> Exercise prompt: Reproduce the material below line for line without changing anything, but omit the pictures.
::: Rows
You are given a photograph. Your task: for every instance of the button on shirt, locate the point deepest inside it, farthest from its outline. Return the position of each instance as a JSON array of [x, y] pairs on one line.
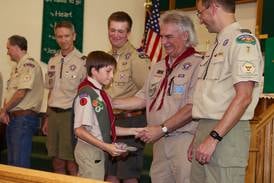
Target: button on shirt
[[234, 57], [63, 79], [84, 112], [179, 90]]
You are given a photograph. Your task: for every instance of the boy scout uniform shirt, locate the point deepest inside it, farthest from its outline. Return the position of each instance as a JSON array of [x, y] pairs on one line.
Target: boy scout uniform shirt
[[27, 74], [84, 113], [179, 91], [131, 72], [63, 80], [234, 58]]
::::::
> Written solution:
You are given a photograph. Your task: for every instance of the button on shirt, locate the point deepest inside it, farthest from its outline. Return the position of each instance as a JSON array of [x, y] pairs on one line.
Target: button on shirt
[[234, 57], [63, 79], [84, 112], [179, 90]]
You are given a photograph. Your task: for every instance of the boy scout uniform shirt, locate the point deepest inside it, farthest from its outline. Return the position of each instance as a JSON array of [x, y] pairs on one line.
Target: boy scout uniform shirt
[[27, 74], [84, 113], [179, 91], [131, 72], [63, 80], [234, 58]]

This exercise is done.